Challenges:
1 - In the forum thread, at what age did Golden_girl bring Hercules home?
2 - Write out the part of the forum thread between "## Hudson (May" and "(Feb 11, 2006)", inclusive.

Text shown:
# Our little guy at 5.4 weeks



## Christi (Mar 27, 2008)

So as you know from my other post. Our little guy has come home a little earlier than expected. Here is a picture of him from tonight. He seems to be adjusting very well and didn't whine at all last night. I just hope I am doing everything right by him.


----------



## Christi (Mar 27, 2008)

Sorry about the quality...It is from my iphone. I have a digital SLR, so I will take some more tomorrow.


----------



## Golden_girl (Oct 29, 2007)

Aww...that's so sweet. Why did you bring him home so early. I bought Hercules home at 9 weeks and he was such a sissy....but such an adorable sissy he was.


----------



## Christi (Mar 27, 2008)

Thanks so much! It was a freak accident with mom and breeder. here is the thread, if you are interested. http://www.goldenretrieverforum.com/showthread.php?t=33519


----------



## Hudson (May 18, 2005)

Good luck with you new puppy, it is really terrible regarding the breeder and puppy's mum, I do hope they will be okay. The forum can be of great help to you with the many months of puppy hood ahead of you.


----------



## davebeech (Feb 11, 2006)

he looks like he's doing really well, sorry to read the story as to why he came home so early but I'm sure he'll be just fine.

Recorded information:
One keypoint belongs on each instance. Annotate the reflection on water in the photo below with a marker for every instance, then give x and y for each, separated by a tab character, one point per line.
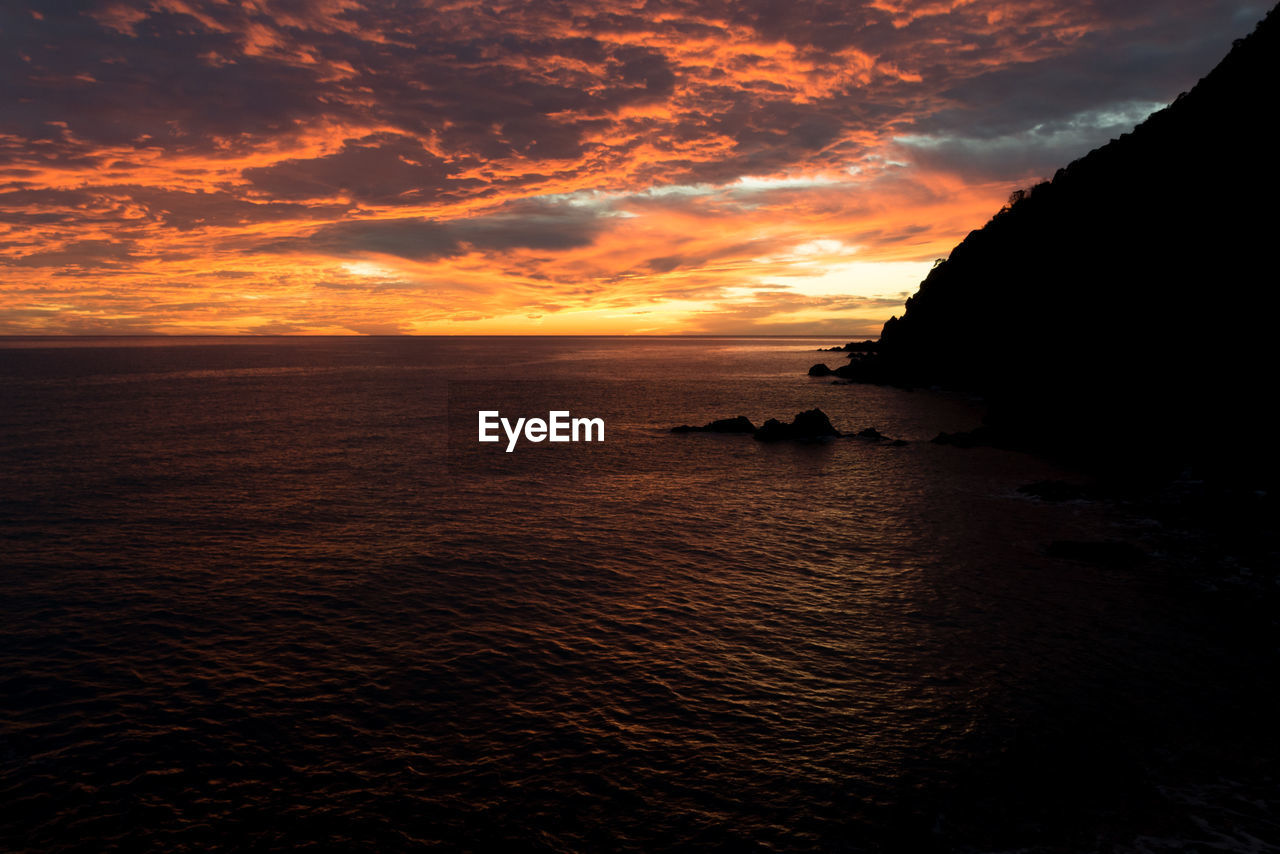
273	594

Responses to the tasks:
1 - At 9 weeks.

2 -
## Hudson (May 18, 2005)

Good luck with you new puppy, it is really terrible regarding the breeder and puppy's mum, I do hope they will be okay. The forum can be of great help to you with the many months of puppy hood ahead of you.


----------



## davebeech (Feb 11, 2006)